Records supplied below:

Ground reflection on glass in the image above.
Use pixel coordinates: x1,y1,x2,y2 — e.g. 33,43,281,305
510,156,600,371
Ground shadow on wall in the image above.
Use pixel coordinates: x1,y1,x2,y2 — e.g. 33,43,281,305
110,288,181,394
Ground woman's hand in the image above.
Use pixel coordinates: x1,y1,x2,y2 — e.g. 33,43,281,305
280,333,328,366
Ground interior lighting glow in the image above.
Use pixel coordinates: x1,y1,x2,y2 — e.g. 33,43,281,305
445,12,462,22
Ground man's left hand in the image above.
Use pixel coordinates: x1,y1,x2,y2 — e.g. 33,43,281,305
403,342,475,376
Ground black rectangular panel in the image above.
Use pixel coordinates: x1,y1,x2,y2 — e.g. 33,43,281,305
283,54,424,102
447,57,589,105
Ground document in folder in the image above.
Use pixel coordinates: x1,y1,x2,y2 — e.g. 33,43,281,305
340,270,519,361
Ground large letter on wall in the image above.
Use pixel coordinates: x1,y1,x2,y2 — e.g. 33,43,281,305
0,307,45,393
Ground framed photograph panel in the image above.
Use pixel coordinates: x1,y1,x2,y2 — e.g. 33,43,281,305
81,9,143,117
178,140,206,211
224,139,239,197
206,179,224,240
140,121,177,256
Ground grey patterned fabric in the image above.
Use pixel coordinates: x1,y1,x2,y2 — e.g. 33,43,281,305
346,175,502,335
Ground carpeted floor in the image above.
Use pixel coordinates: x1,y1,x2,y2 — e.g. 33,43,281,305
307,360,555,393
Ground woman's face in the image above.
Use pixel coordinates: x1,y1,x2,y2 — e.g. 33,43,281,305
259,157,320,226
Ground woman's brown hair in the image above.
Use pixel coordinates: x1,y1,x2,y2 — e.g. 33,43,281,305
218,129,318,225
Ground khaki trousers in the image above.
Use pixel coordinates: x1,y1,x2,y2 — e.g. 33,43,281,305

End of Records supplied.

## Required work
Which lines in the records above include the word "woman"? Copy them out.

## Reply
Ground woman's hand in the image above.
Ground woman's face in the image above.
Ground woman's brown hair in the image above.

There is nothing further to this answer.